* BEGIN *

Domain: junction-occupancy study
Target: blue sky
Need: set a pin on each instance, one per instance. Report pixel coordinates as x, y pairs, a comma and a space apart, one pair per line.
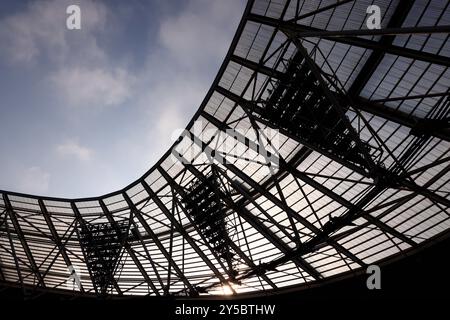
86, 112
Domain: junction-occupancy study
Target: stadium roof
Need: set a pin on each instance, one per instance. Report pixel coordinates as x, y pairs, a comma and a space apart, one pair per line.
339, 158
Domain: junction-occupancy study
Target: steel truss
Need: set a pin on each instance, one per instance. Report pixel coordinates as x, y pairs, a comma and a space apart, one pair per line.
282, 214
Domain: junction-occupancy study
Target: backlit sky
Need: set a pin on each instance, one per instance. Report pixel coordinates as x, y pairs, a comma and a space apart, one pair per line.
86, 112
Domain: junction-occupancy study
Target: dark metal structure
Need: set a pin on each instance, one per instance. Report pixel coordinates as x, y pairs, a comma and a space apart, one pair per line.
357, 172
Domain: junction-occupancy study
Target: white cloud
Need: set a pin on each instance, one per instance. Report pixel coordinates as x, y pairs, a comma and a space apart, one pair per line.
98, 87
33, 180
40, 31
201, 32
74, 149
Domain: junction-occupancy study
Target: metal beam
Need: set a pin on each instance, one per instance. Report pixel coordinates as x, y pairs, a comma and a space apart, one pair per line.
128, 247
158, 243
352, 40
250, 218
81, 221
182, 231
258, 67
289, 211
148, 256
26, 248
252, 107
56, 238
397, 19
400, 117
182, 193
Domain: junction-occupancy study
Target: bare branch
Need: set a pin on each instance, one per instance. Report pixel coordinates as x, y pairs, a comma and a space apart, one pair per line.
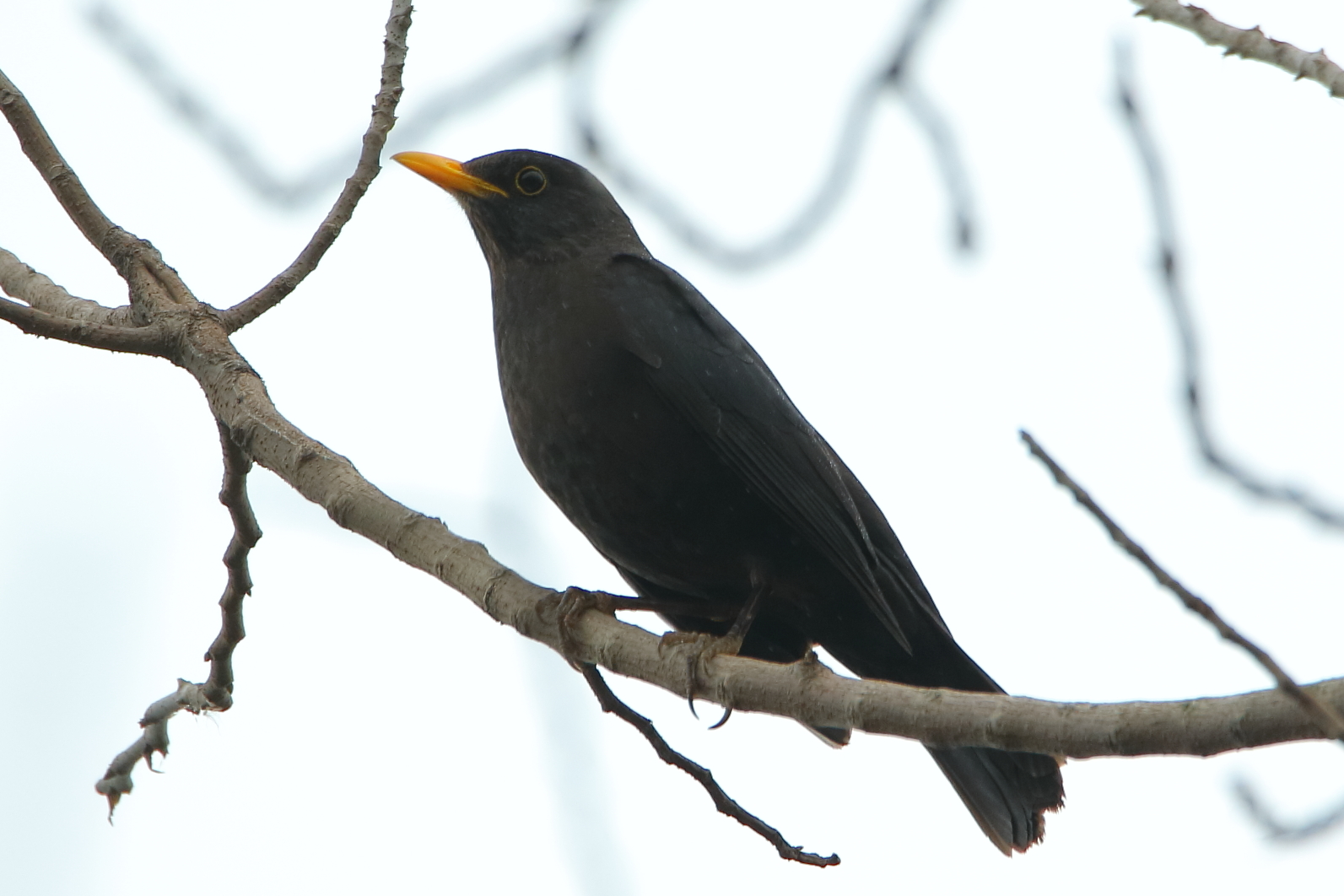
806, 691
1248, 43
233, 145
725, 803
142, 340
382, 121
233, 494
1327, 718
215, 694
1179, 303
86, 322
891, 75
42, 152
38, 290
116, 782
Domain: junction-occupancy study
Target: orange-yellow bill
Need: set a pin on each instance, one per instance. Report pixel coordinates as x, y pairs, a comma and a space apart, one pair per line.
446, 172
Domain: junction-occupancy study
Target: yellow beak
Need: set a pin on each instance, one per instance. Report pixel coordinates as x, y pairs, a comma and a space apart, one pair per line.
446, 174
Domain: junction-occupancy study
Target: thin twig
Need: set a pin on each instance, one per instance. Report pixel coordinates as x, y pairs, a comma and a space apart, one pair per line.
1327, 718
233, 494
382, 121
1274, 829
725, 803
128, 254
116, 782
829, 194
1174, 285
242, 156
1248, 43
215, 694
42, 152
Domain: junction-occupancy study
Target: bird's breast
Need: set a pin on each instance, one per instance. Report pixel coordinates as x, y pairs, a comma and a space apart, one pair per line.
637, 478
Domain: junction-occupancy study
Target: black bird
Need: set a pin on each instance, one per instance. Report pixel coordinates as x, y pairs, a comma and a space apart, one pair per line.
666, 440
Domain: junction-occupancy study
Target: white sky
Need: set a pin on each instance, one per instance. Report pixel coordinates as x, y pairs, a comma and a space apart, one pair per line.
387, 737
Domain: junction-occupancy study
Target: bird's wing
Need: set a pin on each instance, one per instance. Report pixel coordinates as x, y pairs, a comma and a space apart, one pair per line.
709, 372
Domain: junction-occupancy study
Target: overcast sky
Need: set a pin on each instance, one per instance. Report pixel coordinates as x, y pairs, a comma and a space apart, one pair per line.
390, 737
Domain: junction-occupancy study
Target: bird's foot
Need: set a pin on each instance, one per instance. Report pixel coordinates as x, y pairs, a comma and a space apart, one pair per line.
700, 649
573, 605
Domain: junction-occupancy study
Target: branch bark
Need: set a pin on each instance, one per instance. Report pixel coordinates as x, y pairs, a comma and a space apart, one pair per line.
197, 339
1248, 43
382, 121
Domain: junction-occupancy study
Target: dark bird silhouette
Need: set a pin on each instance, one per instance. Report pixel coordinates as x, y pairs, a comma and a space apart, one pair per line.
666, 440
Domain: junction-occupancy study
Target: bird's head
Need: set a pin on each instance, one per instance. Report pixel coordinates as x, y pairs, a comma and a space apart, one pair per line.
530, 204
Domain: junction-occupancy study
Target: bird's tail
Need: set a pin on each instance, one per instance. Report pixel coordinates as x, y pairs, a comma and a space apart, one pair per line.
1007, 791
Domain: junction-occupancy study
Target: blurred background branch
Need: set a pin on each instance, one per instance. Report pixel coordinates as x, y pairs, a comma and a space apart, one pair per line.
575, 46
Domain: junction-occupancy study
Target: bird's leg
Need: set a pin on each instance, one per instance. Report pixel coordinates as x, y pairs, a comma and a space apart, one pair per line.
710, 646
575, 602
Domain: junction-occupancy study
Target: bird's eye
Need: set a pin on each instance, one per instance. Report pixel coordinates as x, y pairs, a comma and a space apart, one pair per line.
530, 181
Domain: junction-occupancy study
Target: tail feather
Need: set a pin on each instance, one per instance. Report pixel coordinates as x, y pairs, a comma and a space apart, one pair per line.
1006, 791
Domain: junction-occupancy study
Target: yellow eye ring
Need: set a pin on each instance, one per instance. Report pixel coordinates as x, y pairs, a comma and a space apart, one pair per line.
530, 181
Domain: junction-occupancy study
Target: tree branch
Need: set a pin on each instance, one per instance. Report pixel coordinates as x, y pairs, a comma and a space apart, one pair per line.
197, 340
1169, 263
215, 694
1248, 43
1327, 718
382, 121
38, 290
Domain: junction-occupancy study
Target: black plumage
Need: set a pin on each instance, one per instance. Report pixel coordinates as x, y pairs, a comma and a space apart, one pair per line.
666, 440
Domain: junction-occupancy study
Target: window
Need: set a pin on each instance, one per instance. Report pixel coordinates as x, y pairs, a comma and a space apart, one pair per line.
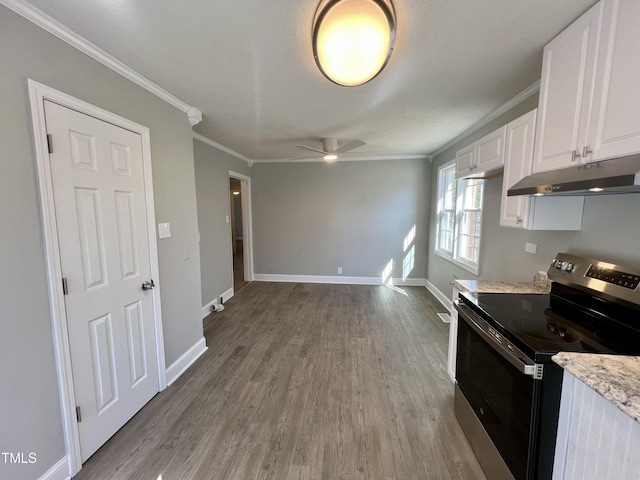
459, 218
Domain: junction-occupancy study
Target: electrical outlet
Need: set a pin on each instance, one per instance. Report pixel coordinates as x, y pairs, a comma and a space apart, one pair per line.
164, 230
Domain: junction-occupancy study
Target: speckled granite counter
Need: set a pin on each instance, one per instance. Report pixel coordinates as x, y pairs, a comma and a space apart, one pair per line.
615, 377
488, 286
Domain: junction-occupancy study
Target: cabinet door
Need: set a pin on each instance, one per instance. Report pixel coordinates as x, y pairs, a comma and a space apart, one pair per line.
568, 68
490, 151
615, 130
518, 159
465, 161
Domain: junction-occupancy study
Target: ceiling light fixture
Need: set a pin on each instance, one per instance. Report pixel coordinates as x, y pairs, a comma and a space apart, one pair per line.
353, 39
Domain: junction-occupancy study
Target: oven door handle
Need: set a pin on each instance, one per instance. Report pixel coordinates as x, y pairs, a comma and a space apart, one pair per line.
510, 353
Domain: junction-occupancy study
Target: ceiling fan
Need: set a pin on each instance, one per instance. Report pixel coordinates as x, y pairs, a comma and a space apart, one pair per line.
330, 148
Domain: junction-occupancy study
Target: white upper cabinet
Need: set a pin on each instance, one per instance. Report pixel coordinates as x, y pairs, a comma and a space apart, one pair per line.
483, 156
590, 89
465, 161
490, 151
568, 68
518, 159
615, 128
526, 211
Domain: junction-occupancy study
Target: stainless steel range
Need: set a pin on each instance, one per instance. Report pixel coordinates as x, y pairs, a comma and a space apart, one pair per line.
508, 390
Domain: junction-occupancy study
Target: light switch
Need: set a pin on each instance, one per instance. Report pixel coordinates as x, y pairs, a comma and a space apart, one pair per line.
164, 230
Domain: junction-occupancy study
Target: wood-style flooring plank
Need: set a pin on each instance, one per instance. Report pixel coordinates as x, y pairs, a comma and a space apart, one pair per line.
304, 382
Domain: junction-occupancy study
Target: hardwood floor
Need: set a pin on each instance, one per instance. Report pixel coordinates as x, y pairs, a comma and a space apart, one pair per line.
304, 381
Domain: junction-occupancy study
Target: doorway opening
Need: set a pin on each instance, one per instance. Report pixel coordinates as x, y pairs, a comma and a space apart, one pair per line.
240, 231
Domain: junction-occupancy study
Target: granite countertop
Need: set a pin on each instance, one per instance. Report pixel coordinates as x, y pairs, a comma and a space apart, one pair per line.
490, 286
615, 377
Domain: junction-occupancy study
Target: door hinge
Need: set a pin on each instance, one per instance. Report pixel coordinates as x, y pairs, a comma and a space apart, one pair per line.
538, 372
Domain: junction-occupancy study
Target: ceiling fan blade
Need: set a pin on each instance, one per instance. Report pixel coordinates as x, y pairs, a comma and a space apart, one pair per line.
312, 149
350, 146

* END *
* BEGIN *

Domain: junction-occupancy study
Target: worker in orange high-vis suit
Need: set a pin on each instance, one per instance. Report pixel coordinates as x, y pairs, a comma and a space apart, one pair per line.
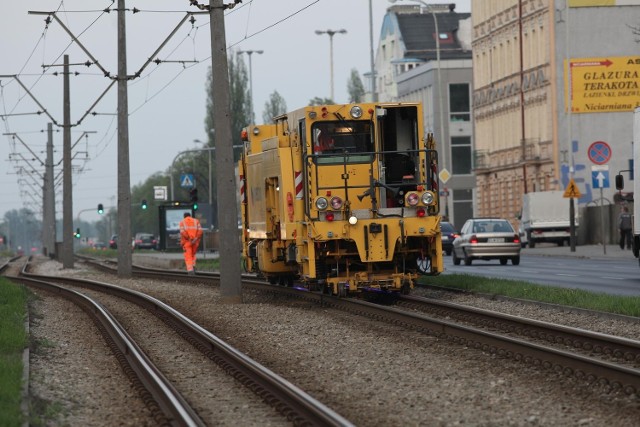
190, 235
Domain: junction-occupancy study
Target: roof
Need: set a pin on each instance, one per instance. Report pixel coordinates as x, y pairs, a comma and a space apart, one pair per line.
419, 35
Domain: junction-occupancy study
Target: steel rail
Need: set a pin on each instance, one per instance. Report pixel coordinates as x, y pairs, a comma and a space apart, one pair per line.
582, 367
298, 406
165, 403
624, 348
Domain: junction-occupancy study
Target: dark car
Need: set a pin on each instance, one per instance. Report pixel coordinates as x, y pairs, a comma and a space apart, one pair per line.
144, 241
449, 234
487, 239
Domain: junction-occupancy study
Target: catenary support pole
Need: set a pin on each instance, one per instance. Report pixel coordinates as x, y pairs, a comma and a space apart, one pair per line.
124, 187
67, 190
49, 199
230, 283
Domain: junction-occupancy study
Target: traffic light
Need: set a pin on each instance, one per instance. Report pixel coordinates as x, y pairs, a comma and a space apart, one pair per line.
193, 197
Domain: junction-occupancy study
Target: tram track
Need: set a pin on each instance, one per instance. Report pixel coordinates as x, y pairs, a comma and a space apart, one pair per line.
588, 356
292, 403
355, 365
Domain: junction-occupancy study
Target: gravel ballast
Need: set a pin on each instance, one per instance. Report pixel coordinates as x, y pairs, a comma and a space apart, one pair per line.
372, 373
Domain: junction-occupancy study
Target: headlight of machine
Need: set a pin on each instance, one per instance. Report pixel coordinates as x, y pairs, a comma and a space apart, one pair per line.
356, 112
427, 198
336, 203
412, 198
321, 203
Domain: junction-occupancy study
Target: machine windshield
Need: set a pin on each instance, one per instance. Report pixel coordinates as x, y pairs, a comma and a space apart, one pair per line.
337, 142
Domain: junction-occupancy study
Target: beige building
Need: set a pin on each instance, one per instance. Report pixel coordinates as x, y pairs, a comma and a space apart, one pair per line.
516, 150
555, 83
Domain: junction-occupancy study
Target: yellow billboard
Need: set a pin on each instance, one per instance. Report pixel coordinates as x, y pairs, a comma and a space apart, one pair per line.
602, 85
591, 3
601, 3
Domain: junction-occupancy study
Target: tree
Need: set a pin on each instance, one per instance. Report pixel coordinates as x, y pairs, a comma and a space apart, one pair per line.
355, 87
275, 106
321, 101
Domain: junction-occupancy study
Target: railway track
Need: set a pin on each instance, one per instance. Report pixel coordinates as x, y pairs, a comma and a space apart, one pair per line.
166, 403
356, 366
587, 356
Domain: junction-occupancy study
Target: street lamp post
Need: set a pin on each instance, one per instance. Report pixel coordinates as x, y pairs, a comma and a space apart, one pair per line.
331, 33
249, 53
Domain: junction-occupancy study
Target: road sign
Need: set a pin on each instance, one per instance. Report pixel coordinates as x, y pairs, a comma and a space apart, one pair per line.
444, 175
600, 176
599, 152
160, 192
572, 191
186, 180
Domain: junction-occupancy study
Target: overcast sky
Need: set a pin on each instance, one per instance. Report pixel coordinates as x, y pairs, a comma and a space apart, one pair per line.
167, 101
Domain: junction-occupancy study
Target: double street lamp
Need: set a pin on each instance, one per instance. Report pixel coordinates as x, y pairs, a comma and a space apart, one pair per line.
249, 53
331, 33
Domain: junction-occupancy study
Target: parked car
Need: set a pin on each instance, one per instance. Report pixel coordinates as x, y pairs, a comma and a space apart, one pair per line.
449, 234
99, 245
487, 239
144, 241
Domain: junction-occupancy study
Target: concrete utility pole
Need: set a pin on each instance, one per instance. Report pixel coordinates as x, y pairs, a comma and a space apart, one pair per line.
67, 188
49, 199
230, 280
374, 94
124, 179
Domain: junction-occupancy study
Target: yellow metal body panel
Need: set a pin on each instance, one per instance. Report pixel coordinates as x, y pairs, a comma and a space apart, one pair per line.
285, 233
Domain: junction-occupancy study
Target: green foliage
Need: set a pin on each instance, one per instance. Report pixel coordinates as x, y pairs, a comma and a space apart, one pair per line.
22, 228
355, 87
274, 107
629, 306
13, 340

* END *

Pull every line from the listing above that contains the string "track", treating uppercase and lowercase as different.

Target: tram track
Target: railway track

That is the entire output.